§ TASK DETAILS
Return the full playoff preview below, word for word, with nothing changed.

§ PASSAGE SHOWN
┄┄┄┄┄┄

TORONTO — The Lightning’s Stanley Cup playoff series against the Maple Leafs is one of the most highly anticipated matchups of the first round as the defending back-to-back Cup champs face the league’s top goal scorer, Auston Matthews, and the best offense.
Here are five questions for Tampa Bay going into the series, which starts Monday night at Scotiabank Arena:
Will home ice matter?
Playing the first two games in Toronto will give the Maple Leafs the opportunity to grab momentum early. A loss at home, particularly for a Toronto team that hasn’t won a playoff series since 2004, could burst the bubble for the Leafs.
As for the Lightning, they won their first two playoff series in 2021 as the lower seed, though winning in Toronto might prove to be more difficult than at Florida or Carolina. Historically speaking, nearly half of all best-of-seven series have been won by the lower seed (66 of 135; 48.9 percent) over the previous 10 postseasons, not including the 2000 bubble.
Who are the X factors for the Lightning?

┄┄┄┄┄┄

§ EXTRACTED INFORMATION
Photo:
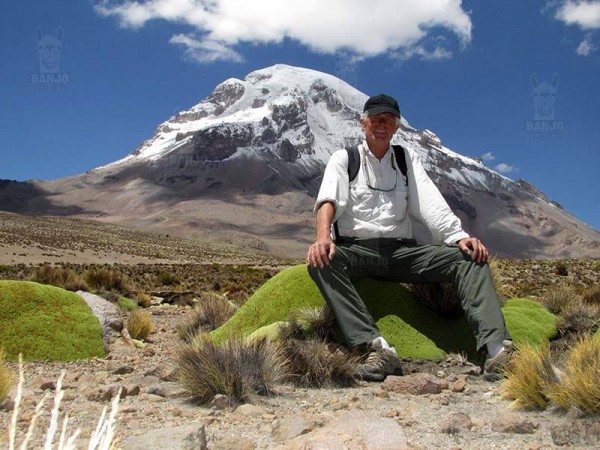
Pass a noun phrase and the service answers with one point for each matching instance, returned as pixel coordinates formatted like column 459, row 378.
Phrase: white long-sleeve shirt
column 364, row 212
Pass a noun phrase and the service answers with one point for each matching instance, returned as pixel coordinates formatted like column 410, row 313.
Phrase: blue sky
column 460, row 69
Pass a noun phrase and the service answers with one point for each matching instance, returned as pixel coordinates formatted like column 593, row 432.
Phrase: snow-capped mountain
column 244, row 165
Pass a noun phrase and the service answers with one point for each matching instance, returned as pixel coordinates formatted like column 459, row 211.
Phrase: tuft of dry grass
column 61, row 277
column 140, row 324
column 6, row 377
column 101, row 438
column 209, row 314
column 578, row 317
column 559, row 297
column 528, row 374
column 103, row 279
column 439, row 297
column 315, row 363
column 591, row 295
column 144, row 299
column 580, row 385
column 233, row 368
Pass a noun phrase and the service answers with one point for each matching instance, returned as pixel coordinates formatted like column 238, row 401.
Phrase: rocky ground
column 435, row 405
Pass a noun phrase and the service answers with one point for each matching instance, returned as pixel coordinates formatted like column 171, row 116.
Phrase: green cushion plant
column 47, row 323
column 415, row 331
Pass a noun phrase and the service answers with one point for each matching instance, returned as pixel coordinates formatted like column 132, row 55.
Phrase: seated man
column 371, row 215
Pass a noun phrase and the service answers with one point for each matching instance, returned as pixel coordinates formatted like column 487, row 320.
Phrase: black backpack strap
column 354, row 166
column 401, row 161
column 353, row 162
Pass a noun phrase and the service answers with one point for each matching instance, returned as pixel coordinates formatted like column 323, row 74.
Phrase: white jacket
column 364, row 212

┄┄┄┄┄┄

§ REPLY TO THE EXERCISE
TORONTO — The Lightning’s Stanley Cup playoff series against the Maple Leafs is one of the most highly anticipated matchups of the first round as the defending back-to-back Cup champs face the league’s top goal scorer, Auston Matthews, and the best offense.
Here are five questions for Tampa Bay going into the series, which starts Monday night at Scotiabank Arena:
Will home ice matter?
Playing the first two games in Toronto will give the Maple Leafs the opportunity to grab momentum early. A loss at home, particularly for a Toronto team that hasn’t won a playoff series since 2004, could burst the bubble for the Leafs.
As for the Lightning, they won their first two playoff series in 2021 as the lower seed, though winning in Toronto might prove to be more difficult than at Florida or Carolina. Historically speaking, nearly half of all best-of-seven series have been won by the lower seed (66 of 135; 48.9 percent) over the previous 10 postseasons, not including the 2000 bubble.
Who are the X factors for the Lightning?